Copy the passage of the forum discussion about Paul McCartney that lies between "Modern day music?" and "could enlighten me.", inclusive, word for word.

____ Quoted passage

That's like sayng "that Shakespere guy, he just lives off of the reputation of those plays he wrote. What has he done RECENTLY??" :D

Styxx
02-07-2005, 07:10 AM
I don't understand why people make a big deal about Paul McCartney. All he does is live off his old Beatles music. True, but then again so is everyone else! At least he is entitled to! :)
Wait, not entirely true. A lot of "Paul McCartney's" music was written after the Beatles break up “Live And Let Die” to name just one. Regardless, I couldn't see going to any of his concerts or for that matter the super bowl without expecting to hear at least one Beatle song by one of THE ORIGINAL WRITERS of Beatles! Be that it may, there is no denying the fact that man will go down in music history as one of the greatest Rock n Roll song writers of our time. As a matter of fact, in college we studied the colorations McCartney and Lennon had in there understanding of style to that of Beethoven, Mozart, and the rest. The findings were surprising. Yes, I am a fan and always will be. Before the Beatles hit the carts I never new music could be so entertaining and fascinating.
As for the Rolling Stones, well ... if it weren't for the "British Invasion" of the 60's sparked by The Beatles, they may not have ever been known. I was never particularly fond of them but they are interesting to watch. There's always Michael Jackson! Who knows, maybe Michael will revise Elvis's "Jail House Rock"!:D

Jaibulu
02-07-2005, 08:08 AM
Usually great composers music mature as they do. Unfortunately Paul McCartney has not matured with modern day music. In other words he is not the future of music, he is the past of the 60's and 70's. Like I said, as long as he can make money that is great for him.

Styxx
02-07-2005, 08:16 AM
Usually great composers music mature as they do. Unfortunately Paul McCartney has not matured with modern day music. In other words he is not the future of music, he is the past of the 60's and 70's. Like I said, as long as he can make money that is great for him.
Modern day music? What "modern music" may that be? Anyway, not disputing the fact that he makes money off of his music. My point is, so does everyone else! And, I see you do agree he is a "Great Composer". :)

Jaibulu
02-07-2005, 08:36 AM
I think you know what modern day music of today is. The media keeps these people alive when in truth they are just a ghost of the past. Not to say that the music they have written is bad, it is just that they live in that era. By the way I know Beatles music, own many records, but live in modern reality.

Styxx
02-07-2005, 09:03 AM
Well to be perfectly honest I am not sure what is considered "modern" today. What would you suggest and I am not being facetious maybe you could enlighten me.

________
____ Listed records

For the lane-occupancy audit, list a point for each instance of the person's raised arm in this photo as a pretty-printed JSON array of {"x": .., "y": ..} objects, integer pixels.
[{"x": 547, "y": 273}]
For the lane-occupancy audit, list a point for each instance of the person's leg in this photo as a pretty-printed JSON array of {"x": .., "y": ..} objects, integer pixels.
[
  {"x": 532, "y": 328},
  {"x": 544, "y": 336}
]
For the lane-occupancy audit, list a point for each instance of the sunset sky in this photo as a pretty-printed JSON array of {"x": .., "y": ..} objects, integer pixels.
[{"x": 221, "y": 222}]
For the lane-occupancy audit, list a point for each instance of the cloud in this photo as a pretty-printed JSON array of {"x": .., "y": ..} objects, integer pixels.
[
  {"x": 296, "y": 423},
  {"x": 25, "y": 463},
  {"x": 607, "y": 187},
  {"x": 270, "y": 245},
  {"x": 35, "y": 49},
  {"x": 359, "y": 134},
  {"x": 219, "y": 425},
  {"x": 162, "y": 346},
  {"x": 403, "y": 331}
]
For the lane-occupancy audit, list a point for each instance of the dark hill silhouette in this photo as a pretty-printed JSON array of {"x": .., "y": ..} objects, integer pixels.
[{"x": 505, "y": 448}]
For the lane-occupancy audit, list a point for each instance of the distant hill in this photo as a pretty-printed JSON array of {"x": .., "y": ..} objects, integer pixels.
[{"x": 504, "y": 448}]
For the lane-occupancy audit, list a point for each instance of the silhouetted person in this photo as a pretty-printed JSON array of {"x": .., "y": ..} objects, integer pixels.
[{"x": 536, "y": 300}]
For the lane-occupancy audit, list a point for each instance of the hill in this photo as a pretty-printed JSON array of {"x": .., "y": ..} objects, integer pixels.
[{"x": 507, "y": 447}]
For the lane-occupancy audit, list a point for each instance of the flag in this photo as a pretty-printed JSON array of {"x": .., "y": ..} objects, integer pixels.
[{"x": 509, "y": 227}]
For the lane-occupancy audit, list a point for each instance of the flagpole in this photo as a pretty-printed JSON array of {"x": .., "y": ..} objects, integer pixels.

________

Solution below =
Modern day music? What "modern music" may that be? Anyway, not disputing the fact that he makes money off of his music. My point is, so does everyone else! And, I see you do agree he is a "Great Composer". :)

Jaibulu
02-07-2005, 08:36 AM
I think you know what modern day music of today is. The media keeps these people alive when in truth they are just a ghost of the past. Not to say that the music they have written is bad, it is just that they live in that era. By the way I know Beatles music, own many records, but live in modern reality.

Styxx
02-07-2005, 09:03 AM
Well to be perfectly honest I am not sure what is considered "modern" today. What would you suggest and I am not being facetious maybe you could enlighten me.